__What to work on__
Please lay out every line of the material below as a Markdown table with two columns, "Row" for the row number and "Text" for the line. Leave out blank lines.
#### Working data ####
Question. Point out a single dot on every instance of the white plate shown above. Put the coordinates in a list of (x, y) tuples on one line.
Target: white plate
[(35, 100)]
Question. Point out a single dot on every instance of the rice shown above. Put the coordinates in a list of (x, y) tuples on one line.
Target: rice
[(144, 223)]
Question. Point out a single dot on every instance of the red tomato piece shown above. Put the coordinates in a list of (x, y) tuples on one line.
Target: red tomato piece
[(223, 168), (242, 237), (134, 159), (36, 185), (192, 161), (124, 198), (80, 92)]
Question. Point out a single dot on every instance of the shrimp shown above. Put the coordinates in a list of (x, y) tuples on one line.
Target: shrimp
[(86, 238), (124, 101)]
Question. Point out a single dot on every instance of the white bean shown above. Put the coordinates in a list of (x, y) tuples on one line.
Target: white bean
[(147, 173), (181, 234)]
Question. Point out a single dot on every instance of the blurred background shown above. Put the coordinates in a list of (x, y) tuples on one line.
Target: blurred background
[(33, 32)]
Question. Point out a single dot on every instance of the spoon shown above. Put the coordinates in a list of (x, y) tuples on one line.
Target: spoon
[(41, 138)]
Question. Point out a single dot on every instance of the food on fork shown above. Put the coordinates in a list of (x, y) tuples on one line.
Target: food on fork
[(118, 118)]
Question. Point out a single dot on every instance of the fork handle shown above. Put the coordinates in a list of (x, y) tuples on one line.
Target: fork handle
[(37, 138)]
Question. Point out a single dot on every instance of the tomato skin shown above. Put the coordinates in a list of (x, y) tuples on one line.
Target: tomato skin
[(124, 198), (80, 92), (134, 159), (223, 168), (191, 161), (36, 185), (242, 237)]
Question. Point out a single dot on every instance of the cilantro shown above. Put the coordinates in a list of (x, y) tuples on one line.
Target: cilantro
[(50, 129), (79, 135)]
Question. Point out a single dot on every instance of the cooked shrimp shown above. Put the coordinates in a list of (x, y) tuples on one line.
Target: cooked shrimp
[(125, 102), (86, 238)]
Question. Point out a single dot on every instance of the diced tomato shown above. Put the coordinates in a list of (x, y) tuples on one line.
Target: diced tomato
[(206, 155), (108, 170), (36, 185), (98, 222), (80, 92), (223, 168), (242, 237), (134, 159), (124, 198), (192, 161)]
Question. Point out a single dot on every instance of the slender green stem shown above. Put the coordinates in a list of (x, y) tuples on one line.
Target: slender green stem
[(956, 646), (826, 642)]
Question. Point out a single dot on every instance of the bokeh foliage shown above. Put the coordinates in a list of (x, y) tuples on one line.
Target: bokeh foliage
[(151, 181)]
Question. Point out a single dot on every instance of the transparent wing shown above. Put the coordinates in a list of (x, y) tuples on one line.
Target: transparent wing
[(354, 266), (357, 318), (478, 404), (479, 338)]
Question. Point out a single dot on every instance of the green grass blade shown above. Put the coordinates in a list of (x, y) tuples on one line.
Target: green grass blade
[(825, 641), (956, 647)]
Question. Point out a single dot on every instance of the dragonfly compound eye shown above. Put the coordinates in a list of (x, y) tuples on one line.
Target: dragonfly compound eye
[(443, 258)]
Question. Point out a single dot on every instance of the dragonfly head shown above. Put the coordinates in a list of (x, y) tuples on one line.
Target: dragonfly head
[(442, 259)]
####
__Right answer__
| Row | Text |
|---|---|
| 1 | Question. Point out a single dot on every instance of the white plate shown above. Put the coordinates in a list of (x, y) tuples on one line. |
| 2 | Target: white plate |
| 3 | [(35, 100)] |
| 4 | Question. Point out a single dot on every instance of the rice shown above. Put the coordinates in a list of (x, y) tuples on one line. |
| 5 | Target: rice |
| 6 | [(144, 223)] |
| 7 | Question. Point out a single dot on every instance of the red tomato piece shown above. Put the coordinates in a list of (x, y) tuples on one line. |
| 8 | Target: red tomato piece |
| 9 | [(223, 168), (242, 237), (134, 159), (36, 185), (192, 161), (124, 198), (80, 92)] |
| 10 | Question. Point out a single dot on every instance of the shrimp shown above. Put the coordinates in a list of (x, y) tuples on one line. |
| 11 | Target: shrimp |
| 12 | [(86, 238), (124, 101)] |
| 13 | Question. Point out a single dot on every instance of the white bean shown above. Put the coordinates in a list of (x, y) tuples on one line. |
| 14 | Target: white bean |
| 15 | [(147, 173), (181, 234)] |
| 16 | Question. Point out a single dot on every instance of the blurred background shown above. Put the coordinates in a list of (x, y) tuples on one line. |
| 17 | Target: blurred background |
| 18 | [(33, 32)] |
| 19 | Question. Point out a single dot on every instance of the spoon shown above. Put the coordinates in a list of (x, y) tuples on one line. |
| 20 | Target: spoon |
| 21 | [(41, 138)] |
| 22 | Question. Point out a single dot on every instance of the food on fork shown above. Put the coordinates in a list of (x, y) tuples on one line. |
| 23 | Target: food on fork |
| 24 | [(118, 118)] |
| 25 | Question. Point out a single dot on every instance of the fork handle shown above. Put the coordinates in a list of (x, y) tuples on one line. |
| 26 | Target: fork handle |
| 27 | [(37, 138)] |
| 28 | Question. Point out a single dot on every instance of the tomato skin shown above. Put the coordinates in a list of (x, y) tuples on one line. |
| 29 | Target: tomato skin |
| 30 | [(124, 198), (80, 92), (134, 159), (223, 168), (191, 161), (36, 185), (242, 237)] |
| 31 | Question. Point out a single dot on every instance of the cilantro shown above. Put the coordinates in a list of (x, y) tuples on one line. |
| 32 | Target: cilantro |
| 33 | [(50, 129), (79, 135)] |
| 34 | Question. Point out a single dot on every instance of the cooked shrimp shown above. Put the coordinates in a list of (x, y) tuples on one line. |
| 35 | Target: cooked shrimp |
| 36 | [(125, 102), (86, 238)] |
| 37 | Question. Point out a single dot on every instance of the diced tomato shown above. Put the coordinates in a list of (x, y) tuples on one line. |
| 38 | Target: diced tomato |
| 39 | [(206, 155), (108, 170), (36, 185), (98, 222), (80, 92), (223, 168), (242, 237), (134, 159), (124, 198), (192, 161)] |
| 40 | Question. Point out a single dot on every instance of the slender green stem shown above. Put the coordinates in a list of (x, y) tuples on one line. |
| 41 | Target: slender green stem |
| 42 | [(956, 646), (826, 642)] |
| 43 | Question. Point out a single dot on every instance of the bokeh foliage shown above. Put the coordinates in a list of (x, y) tuples on one line. |
| 44 | Target: bokeh foliage |
| 45 | [(151, 181)] |
| 46 | Question. Point out a single dot on every instance of the transparent wing shown above. Put the coordinates in a list of (x, y) tuples on one line. |
| 47 | Target: transparent wing |
| 48 | [(354, 266), (357, 318), (478, 404), (479, 338)] |
| 49 | Question. Point out a single dot on every instance of the green grass blade shown above. Put the coordinates in a list of (x, y) tuples on one line. |
| 50 | Target: green grass blade |
| 51 | [(825, 641), (956, 647)] |
| 52 | Question. Point out a single dot on every instance of the dragonfly compound eye shown above. Put the coordinates in a list of (x, y) tuples on one line. |
| 53 | Target: dragonfly compound eye |
| 54 | [(443, 258)] |
| 55 | Question. Point out a single dot on every instance of the dragonfly head shown above. Put the coordinates in a list of (x, y) tuples on one line. |
| 56 | Target: dragonfly head |
| 57 | [(442, 259)] |